_RECORDS PROVIDED:_
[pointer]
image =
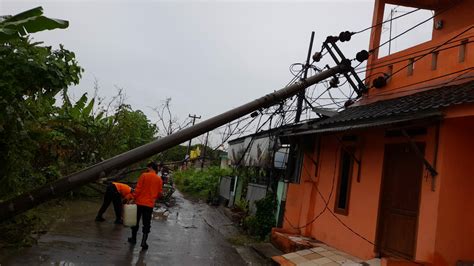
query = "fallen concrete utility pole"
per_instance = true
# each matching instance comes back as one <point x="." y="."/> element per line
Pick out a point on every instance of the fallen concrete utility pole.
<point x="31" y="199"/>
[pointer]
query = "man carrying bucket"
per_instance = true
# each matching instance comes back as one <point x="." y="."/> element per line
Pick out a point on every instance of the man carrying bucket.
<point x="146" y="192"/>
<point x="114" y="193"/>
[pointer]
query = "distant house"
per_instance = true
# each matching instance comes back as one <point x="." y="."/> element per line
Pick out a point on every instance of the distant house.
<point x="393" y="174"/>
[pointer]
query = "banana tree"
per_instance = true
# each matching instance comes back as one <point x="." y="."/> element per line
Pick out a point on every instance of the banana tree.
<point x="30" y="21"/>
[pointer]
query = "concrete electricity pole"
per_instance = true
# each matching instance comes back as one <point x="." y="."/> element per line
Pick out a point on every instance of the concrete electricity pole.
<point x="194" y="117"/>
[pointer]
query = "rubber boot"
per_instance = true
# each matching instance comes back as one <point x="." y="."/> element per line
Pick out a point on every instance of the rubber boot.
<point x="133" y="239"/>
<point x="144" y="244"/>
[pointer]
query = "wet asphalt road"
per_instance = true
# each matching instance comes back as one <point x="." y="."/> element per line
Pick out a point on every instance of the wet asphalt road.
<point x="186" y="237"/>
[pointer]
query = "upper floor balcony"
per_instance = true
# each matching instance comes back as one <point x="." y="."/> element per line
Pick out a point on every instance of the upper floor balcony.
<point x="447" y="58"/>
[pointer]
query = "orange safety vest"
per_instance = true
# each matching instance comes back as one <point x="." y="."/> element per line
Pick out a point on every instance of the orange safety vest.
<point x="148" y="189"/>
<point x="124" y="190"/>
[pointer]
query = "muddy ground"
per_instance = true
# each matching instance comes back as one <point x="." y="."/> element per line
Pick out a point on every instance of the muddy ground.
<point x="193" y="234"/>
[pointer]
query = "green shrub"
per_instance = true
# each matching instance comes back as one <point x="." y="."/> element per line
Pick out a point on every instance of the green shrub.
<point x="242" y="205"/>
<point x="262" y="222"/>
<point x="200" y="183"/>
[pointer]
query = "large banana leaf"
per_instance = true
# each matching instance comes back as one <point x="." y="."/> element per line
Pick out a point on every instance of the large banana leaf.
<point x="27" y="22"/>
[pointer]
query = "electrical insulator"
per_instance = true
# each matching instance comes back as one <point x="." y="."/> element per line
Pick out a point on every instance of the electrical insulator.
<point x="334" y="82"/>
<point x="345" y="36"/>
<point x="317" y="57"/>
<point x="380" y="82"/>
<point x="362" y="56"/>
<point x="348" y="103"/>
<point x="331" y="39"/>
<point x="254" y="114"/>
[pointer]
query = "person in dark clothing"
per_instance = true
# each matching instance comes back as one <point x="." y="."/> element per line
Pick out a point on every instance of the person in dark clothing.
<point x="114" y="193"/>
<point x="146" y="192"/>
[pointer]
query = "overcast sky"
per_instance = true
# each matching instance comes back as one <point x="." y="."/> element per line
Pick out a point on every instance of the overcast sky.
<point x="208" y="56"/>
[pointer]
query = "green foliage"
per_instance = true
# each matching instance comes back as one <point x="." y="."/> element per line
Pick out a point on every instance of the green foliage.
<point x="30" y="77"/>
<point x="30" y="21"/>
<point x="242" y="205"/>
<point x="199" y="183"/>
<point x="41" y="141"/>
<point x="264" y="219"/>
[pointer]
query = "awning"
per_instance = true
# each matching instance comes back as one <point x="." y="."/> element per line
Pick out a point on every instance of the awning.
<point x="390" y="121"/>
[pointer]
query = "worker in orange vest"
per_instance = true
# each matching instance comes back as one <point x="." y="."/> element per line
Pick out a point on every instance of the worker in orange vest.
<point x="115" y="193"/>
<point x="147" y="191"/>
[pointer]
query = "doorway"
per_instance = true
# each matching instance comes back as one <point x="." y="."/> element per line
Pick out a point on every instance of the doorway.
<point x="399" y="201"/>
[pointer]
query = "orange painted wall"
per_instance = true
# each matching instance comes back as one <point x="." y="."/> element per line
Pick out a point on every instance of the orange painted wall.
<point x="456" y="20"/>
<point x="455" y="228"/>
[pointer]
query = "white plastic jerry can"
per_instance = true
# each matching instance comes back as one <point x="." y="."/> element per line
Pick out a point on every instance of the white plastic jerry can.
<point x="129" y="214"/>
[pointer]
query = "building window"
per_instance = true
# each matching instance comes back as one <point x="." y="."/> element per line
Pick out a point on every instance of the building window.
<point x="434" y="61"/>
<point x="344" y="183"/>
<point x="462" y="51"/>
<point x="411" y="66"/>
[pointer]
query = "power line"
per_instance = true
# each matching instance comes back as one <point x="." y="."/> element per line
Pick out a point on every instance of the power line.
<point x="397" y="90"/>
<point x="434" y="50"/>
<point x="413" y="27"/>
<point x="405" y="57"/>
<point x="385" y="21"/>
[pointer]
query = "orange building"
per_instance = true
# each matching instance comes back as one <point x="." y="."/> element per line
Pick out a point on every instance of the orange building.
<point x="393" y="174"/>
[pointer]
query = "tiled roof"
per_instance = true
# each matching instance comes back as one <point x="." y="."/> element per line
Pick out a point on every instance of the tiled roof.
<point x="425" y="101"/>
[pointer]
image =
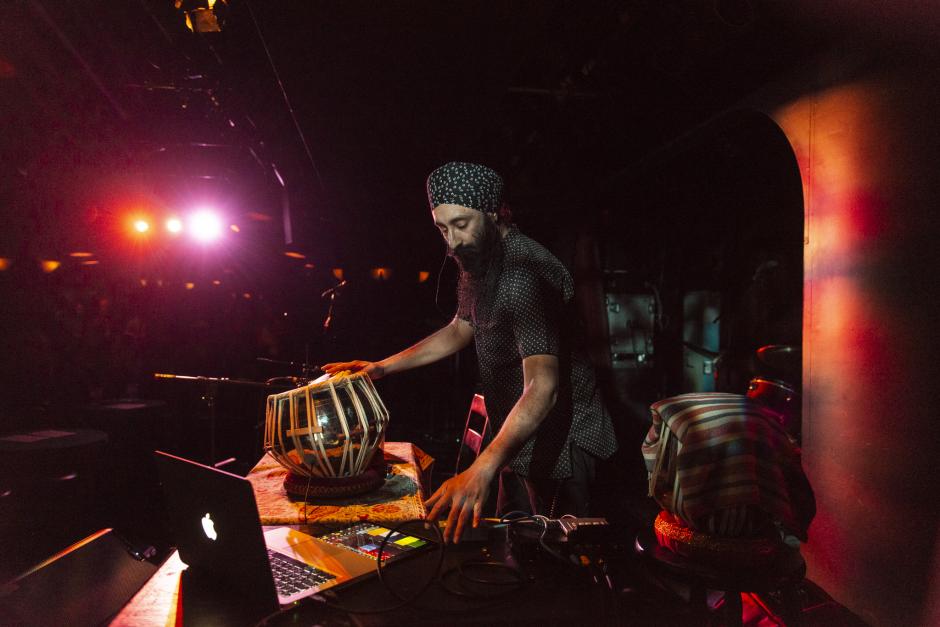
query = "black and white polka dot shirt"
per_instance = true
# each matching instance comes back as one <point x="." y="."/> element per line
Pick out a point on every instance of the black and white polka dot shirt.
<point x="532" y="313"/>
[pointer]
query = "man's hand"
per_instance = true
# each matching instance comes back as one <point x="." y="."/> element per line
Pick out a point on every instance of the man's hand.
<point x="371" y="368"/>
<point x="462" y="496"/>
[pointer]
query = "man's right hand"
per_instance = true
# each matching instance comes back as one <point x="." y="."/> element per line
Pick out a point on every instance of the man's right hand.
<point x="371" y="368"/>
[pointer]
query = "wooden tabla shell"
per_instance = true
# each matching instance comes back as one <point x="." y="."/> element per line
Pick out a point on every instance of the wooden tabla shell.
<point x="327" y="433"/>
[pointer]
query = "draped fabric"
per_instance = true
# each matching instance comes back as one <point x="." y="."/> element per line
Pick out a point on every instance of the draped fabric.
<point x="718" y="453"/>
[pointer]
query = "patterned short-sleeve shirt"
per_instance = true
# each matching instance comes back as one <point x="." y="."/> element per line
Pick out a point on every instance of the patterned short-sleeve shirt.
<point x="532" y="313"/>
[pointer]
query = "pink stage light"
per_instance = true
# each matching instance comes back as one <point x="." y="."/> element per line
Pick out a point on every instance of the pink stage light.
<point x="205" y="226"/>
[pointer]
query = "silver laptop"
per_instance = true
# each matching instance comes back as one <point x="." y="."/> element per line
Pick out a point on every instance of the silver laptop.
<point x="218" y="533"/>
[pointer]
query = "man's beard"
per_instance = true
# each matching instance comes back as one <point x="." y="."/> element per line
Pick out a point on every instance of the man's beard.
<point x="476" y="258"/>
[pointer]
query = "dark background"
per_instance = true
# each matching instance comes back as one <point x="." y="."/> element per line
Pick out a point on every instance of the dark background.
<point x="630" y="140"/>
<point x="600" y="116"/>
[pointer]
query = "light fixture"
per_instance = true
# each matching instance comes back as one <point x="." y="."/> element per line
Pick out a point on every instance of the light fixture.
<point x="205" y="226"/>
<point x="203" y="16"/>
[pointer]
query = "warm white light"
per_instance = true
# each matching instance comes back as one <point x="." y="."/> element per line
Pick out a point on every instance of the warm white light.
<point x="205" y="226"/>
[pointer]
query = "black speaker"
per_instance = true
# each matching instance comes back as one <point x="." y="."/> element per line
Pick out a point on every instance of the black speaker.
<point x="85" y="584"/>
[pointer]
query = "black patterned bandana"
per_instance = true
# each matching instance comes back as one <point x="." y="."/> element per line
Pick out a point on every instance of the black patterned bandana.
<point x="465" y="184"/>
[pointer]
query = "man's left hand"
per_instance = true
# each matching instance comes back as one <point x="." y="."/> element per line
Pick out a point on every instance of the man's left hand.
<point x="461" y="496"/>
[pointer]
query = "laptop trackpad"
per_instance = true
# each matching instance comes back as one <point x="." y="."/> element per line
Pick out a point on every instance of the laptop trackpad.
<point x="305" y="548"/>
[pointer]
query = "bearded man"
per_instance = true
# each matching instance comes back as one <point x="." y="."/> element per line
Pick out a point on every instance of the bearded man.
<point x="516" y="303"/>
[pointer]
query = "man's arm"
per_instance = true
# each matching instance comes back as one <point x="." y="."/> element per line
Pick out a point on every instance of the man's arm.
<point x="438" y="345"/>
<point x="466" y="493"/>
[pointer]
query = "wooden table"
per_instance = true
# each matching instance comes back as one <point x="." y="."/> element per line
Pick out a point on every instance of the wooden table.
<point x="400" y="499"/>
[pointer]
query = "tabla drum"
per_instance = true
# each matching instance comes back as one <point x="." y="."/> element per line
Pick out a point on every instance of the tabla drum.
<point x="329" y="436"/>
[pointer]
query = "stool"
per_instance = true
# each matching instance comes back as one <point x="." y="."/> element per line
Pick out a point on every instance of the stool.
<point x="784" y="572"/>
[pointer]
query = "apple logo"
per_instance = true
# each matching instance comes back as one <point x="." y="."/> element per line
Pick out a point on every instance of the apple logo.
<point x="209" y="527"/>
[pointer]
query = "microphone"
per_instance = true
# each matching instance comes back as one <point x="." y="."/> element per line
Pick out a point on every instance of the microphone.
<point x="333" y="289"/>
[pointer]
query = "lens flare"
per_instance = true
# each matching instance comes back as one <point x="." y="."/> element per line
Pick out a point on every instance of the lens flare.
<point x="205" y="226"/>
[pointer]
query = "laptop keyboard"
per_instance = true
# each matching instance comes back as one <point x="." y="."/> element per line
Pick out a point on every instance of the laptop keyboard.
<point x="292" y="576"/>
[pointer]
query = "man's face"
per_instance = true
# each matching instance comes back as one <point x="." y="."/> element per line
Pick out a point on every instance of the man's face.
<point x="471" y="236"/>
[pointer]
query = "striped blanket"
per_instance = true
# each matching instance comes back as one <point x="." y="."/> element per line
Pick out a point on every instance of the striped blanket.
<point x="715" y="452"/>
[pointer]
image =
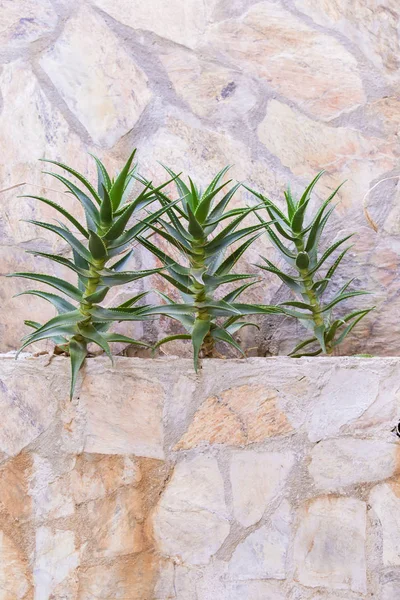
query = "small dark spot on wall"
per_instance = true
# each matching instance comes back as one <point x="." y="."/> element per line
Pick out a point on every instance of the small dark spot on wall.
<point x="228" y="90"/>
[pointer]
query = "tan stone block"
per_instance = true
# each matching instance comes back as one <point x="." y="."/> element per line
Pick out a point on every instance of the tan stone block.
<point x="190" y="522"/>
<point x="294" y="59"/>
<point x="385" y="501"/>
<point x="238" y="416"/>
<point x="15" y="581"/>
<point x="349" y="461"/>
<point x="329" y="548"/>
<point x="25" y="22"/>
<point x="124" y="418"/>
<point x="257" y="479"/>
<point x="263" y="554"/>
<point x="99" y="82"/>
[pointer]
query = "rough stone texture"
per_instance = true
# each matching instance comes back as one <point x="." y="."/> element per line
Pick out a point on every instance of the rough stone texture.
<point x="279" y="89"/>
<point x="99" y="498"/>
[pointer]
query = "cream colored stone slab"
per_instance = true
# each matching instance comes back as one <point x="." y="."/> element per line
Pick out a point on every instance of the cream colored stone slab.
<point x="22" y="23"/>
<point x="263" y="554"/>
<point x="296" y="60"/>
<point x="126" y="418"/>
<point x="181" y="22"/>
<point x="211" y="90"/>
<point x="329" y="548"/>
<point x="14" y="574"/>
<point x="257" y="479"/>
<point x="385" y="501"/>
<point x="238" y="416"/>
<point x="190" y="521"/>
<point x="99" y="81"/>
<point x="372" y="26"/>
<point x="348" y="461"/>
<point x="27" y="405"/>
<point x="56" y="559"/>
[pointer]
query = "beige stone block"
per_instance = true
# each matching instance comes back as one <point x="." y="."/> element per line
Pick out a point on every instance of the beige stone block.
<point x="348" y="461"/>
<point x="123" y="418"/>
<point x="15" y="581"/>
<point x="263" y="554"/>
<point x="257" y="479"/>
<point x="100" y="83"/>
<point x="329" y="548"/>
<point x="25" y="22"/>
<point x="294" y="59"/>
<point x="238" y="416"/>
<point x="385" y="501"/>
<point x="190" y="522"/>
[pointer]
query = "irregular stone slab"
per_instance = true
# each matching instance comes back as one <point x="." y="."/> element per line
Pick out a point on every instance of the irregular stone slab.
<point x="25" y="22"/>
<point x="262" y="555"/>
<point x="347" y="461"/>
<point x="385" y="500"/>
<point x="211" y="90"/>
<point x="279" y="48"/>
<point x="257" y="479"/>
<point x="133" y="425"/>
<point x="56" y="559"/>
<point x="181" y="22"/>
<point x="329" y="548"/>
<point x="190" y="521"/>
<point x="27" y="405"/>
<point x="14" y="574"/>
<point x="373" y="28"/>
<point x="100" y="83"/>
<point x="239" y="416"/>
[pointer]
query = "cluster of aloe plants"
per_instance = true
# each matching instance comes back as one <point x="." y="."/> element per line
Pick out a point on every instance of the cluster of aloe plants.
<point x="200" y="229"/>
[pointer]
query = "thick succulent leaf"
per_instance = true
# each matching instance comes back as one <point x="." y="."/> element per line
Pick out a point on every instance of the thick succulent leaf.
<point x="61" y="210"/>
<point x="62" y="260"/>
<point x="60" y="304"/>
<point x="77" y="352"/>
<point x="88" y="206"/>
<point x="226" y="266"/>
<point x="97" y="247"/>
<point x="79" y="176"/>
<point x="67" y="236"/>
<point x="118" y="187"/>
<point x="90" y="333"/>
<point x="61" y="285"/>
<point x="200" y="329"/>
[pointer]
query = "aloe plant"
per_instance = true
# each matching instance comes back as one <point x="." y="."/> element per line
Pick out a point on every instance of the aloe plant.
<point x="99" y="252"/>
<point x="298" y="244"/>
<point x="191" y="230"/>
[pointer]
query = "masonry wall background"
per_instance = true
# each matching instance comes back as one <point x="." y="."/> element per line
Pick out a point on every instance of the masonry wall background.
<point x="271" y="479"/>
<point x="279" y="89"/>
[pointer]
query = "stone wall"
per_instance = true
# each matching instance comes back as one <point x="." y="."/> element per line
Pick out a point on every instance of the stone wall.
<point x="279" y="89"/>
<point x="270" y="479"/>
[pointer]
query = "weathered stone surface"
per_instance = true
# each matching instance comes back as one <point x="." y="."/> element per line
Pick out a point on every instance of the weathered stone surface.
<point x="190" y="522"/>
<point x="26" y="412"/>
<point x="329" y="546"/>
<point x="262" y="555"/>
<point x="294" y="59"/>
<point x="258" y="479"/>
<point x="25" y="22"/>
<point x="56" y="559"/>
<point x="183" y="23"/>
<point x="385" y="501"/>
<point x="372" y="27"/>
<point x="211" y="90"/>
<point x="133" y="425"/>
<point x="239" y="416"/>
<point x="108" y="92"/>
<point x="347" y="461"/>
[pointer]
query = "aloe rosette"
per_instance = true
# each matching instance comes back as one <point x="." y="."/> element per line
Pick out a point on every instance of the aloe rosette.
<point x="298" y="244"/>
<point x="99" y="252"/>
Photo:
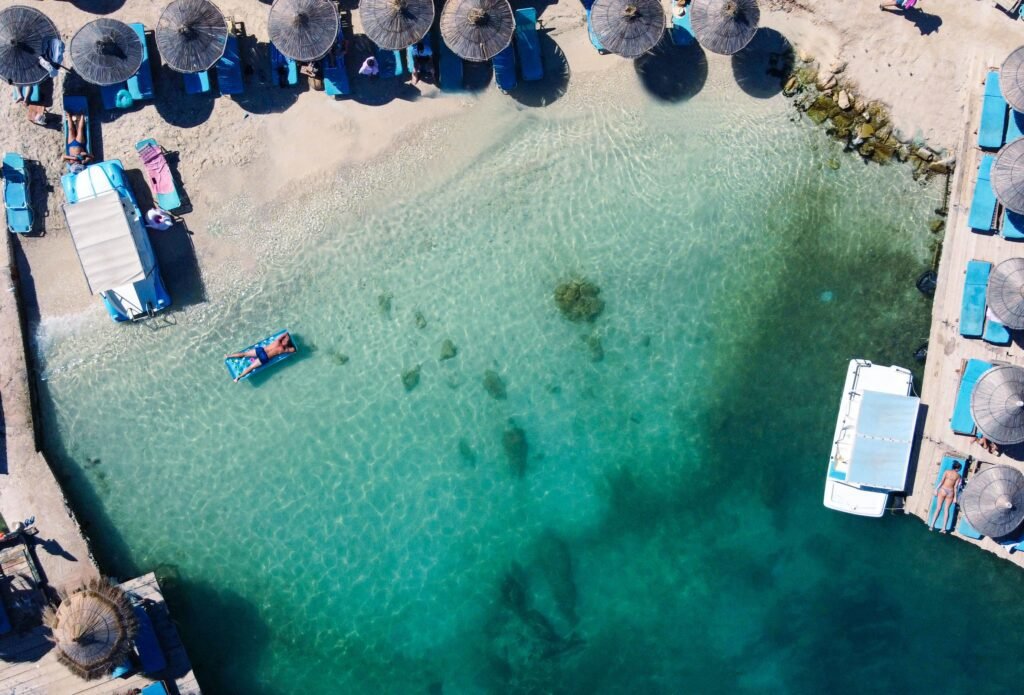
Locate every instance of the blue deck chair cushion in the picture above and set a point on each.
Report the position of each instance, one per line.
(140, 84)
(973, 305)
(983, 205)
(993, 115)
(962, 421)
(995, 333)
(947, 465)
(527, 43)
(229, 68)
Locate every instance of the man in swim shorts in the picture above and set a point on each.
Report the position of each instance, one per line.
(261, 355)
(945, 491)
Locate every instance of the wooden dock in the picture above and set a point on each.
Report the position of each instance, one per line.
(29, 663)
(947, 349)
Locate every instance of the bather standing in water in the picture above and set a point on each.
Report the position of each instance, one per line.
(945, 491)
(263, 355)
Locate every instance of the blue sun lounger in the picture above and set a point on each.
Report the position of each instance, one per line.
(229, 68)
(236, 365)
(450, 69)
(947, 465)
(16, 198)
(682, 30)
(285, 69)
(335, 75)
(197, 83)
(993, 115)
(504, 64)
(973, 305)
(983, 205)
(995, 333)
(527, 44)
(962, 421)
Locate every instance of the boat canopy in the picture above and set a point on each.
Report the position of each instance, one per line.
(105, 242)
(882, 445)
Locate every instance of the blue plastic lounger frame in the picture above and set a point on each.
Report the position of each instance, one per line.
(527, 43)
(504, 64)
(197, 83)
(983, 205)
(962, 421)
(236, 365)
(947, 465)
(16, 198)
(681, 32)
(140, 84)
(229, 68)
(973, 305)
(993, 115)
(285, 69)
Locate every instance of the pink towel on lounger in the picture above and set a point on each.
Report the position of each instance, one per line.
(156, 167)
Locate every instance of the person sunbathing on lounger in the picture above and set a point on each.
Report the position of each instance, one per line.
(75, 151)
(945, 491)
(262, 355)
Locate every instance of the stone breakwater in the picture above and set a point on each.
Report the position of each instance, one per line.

_ASSIGNMENT:_ The lines you return should be those above that contain the word "lounger", every one of them.

_COMPLETED EXERCISE:_
Locate every instance of the blue sun lounger in the picture above and set a point on each.
Locate every instance of the blue plastic lounger frame in the picture above and set a point on each.
Locate every instance of the pink towel on lounger in the picture above and set a point on each.
Locate every instance of the person sunbathing on lounger in the picture above and set a point on each.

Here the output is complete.